----- LISTED RECORDS

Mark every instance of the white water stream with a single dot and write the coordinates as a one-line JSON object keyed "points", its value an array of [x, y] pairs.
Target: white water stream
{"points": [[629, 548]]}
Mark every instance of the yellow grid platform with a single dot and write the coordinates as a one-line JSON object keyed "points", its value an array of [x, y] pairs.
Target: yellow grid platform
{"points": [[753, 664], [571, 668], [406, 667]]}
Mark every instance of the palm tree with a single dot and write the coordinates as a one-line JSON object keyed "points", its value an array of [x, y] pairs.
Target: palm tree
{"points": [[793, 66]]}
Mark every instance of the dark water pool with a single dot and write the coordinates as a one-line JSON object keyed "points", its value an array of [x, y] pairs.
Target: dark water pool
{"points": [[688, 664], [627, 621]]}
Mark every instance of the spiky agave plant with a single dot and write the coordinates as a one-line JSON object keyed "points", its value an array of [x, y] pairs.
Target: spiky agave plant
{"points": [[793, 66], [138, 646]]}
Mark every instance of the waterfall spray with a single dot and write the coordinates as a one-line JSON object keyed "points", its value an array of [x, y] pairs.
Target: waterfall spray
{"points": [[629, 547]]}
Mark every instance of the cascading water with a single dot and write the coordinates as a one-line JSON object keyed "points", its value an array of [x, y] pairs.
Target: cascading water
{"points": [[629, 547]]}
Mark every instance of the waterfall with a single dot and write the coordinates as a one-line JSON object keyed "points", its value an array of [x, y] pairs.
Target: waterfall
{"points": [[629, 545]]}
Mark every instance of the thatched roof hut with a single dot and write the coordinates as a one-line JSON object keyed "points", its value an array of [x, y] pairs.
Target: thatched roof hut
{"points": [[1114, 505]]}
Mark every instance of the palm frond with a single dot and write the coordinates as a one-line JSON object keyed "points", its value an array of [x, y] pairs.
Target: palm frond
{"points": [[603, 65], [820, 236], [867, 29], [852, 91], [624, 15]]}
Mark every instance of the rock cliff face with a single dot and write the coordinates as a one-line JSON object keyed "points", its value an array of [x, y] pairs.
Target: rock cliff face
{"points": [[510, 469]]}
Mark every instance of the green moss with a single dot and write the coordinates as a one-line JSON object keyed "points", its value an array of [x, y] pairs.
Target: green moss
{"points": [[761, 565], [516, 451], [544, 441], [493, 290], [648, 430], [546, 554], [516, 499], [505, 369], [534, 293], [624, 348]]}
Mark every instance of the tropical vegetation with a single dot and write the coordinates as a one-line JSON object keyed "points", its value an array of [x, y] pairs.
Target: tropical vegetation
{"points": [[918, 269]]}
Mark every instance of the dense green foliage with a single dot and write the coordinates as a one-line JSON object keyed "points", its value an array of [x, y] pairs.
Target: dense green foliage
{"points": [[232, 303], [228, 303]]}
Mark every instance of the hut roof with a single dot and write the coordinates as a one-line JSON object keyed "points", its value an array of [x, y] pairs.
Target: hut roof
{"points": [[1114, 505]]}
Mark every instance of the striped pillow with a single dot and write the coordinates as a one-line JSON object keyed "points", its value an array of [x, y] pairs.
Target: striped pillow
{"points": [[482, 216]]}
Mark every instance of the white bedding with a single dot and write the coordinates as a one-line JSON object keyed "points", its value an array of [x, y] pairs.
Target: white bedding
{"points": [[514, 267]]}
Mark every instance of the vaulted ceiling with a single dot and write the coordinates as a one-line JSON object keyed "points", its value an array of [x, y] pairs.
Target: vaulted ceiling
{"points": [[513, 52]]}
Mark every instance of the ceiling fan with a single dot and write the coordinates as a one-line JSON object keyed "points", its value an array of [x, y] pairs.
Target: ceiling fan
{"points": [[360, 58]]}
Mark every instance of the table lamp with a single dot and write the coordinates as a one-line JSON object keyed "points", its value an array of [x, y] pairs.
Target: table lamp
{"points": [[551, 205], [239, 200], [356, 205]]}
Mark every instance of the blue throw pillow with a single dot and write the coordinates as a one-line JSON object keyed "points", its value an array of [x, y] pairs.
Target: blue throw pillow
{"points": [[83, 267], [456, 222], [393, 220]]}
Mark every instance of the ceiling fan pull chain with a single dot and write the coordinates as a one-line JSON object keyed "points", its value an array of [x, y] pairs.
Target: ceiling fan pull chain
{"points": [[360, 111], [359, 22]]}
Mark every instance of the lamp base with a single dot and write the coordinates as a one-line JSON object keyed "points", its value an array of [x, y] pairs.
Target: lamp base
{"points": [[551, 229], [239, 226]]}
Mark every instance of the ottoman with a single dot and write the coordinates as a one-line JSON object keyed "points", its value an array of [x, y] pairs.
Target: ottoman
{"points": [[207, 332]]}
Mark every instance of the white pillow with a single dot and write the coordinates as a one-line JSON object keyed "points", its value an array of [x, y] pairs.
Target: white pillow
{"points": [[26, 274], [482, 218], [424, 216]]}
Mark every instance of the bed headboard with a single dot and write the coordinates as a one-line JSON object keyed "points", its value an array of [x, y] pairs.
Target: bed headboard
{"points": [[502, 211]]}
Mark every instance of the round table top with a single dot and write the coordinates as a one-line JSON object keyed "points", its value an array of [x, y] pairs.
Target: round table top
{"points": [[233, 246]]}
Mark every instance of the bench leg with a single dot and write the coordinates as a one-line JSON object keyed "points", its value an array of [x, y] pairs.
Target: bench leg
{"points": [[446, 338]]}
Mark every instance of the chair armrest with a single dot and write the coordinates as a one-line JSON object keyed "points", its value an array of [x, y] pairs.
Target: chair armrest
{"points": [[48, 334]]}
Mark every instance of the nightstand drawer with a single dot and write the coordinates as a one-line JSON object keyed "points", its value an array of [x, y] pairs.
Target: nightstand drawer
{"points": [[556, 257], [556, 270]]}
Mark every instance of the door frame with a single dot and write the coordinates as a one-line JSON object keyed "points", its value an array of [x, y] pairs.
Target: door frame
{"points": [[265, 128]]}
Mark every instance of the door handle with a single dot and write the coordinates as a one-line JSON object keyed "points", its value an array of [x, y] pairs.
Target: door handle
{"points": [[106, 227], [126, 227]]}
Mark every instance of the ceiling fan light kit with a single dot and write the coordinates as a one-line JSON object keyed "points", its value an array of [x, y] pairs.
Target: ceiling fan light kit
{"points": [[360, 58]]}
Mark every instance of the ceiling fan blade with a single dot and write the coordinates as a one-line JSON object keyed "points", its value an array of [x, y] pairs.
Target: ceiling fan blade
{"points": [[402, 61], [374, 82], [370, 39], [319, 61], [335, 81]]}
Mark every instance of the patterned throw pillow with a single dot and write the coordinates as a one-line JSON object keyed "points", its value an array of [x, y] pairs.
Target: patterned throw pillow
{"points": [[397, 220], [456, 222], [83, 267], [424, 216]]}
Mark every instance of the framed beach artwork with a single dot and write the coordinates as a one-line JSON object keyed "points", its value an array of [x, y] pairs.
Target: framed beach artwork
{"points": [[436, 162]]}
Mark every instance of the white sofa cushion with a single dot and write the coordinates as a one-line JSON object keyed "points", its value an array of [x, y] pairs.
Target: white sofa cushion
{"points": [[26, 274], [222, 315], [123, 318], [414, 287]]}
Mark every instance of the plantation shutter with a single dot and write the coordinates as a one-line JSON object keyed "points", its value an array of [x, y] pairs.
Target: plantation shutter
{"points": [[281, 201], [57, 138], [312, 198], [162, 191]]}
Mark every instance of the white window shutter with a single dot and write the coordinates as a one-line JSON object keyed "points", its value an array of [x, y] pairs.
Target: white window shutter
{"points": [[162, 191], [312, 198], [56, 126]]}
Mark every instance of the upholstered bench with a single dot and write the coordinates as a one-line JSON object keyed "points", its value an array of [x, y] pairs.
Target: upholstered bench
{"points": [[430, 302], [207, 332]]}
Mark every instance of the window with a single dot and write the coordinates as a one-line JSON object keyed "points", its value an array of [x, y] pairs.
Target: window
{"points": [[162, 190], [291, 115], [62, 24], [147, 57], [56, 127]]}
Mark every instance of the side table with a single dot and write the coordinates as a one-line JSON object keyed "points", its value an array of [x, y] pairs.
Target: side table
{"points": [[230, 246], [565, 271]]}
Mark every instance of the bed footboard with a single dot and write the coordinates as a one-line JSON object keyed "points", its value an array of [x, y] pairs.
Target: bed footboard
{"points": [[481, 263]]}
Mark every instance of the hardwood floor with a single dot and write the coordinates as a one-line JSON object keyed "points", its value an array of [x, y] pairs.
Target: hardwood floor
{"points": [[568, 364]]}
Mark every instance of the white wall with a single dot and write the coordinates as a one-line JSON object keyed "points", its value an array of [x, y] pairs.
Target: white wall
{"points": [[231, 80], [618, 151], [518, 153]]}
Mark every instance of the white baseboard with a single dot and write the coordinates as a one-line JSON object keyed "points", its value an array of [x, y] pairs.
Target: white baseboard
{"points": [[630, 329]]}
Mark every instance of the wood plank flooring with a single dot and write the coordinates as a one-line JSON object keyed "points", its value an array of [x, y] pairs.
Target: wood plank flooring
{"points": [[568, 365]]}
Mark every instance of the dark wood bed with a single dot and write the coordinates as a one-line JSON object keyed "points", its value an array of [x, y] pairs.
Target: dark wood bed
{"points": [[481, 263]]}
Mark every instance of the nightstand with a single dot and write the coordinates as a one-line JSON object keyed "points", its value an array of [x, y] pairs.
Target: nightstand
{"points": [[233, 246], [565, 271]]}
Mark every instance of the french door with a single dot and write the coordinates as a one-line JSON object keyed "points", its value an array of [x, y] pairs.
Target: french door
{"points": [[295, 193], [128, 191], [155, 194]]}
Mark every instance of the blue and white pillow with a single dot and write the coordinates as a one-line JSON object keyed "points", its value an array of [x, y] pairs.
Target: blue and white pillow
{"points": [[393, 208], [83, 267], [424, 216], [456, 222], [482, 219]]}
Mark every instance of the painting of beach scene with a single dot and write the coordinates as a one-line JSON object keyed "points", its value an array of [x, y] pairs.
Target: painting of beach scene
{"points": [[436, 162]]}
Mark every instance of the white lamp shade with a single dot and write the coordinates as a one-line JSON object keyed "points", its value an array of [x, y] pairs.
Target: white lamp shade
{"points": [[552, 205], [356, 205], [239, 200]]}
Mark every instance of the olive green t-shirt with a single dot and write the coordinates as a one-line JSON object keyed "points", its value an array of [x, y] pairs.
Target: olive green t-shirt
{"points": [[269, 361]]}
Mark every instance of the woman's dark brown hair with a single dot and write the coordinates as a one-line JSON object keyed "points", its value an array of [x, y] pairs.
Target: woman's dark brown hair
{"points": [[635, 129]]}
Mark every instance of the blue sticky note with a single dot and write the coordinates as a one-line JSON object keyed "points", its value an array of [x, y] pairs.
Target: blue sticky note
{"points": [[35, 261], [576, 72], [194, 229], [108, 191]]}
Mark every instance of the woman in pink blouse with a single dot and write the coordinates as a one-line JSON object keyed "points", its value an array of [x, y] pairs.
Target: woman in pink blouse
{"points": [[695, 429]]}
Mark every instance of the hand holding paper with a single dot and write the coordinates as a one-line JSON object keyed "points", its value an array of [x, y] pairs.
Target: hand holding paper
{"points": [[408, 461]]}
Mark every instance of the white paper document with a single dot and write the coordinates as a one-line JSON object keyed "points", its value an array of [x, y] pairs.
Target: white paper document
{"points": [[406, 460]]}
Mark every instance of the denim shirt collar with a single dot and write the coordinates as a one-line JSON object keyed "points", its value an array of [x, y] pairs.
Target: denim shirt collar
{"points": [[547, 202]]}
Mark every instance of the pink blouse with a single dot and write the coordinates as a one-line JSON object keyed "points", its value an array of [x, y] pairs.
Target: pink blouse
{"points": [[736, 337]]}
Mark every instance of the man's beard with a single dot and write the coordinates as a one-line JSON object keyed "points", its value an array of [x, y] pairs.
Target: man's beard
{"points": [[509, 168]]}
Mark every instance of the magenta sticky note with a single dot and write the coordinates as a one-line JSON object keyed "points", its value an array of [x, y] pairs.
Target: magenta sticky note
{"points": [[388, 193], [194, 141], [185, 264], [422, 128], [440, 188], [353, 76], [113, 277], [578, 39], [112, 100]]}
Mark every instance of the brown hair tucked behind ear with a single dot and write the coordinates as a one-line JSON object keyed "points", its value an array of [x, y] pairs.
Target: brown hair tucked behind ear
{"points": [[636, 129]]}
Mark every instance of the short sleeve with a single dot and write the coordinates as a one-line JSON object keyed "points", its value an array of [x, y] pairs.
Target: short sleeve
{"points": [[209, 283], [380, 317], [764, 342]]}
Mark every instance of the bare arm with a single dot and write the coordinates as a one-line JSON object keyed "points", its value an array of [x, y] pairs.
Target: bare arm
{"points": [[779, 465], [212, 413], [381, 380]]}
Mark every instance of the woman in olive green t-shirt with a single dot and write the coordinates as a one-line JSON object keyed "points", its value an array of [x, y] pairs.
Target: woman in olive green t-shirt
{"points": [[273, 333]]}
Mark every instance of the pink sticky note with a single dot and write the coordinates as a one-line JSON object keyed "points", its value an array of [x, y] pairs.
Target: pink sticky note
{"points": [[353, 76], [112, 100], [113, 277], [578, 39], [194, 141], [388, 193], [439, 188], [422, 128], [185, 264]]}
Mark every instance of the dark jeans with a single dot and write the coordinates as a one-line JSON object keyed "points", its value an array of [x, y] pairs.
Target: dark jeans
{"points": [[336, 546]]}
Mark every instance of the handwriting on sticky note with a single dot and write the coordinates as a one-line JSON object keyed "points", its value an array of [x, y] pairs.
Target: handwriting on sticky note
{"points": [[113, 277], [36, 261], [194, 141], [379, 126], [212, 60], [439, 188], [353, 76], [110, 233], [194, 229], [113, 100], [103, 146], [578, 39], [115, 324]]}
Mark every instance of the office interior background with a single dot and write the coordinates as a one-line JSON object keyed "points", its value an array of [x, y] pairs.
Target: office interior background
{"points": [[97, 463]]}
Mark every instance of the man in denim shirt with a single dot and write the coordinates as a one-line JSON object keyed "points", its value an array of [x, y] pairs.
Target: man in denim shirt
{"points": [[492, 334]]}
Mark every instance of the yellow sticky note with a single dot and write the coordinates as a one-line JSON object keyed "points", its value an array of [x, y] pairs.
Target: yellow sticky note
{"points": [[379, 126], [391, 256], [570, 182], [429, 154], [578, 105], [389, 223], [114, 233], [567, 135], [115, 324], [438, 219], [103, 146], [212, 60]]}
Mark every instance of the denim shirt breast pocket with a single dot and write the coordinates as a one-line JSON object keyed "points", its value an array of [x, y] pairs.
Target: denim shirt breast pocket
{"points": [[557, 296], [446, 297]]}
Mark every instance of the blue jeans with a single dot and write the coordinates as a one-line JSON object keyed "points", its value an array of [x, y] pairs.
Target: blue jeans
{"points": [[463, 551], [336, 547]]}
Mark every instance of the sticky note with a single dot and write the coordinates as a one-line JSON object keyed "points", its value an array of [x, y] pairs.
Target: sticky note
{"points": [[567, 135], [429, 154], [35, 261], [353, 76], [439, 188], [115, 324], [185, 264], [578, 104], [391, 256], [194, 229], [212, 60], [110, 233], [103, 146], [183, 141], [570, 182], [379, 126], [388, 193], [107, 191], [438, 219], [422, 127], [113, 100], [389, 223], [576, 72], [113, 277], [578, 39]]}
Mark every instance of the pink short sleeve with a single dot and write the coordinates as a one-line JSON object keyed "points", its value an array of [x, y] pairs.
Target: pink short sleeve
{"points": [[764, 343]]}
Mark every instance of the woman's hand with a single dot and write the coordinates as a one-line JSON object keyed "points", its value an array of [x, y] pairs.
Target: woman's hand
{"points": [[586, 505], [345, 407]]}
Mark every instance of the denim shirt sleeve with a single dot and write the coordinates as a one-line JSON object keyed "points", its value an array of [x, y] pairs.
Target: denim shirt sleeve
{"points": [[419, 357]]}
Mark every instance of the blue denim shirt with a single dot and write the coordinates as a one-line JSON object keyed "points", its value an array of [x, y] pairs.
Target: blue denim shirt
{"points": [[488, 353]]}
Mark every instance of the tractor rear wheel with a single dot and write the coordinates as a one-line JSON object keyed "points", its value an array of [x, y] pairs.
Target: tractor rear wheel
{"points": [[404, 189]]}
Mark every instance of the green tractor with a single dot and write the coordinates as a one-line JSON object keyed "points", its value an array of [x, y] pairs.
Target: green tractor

----------

§ GIVEN PROBLEM:
The answer consists only of the lines from the one containing "Mark every instance of the denim shirt sleeve" to the end of the records, each written out exactly.

§ TASK ANSWER:
Mark every instance of the denim shirt sleeve with a single dot and write the coordinates as a one-line JSON object keyed "points", its value an array of [x, y] pairs.
Target: denim shirt sleeve
{"points": [[419, 357]]}
Mark every instance of the blue denim shirt with a single dot and write the coordinates as a one-line JSON object keyed "points", its value an array of [x, y] pairs.
Target: blue denim shirt
{"points": [[488, 353]]}
Mark every instance of the tractor rear wheel with a single dot and write the coordinates as a one-line JSON object keyed "points", its value an array of [x, y] pairs.
Target: tractor rear wheel
{"points": [[404, 189]]}
Mark every instance of the green tractor with a single dot and write the coordinates as a one-line JSON object keyed "points", its value an array of [x, y] pairs.
Target: green tractor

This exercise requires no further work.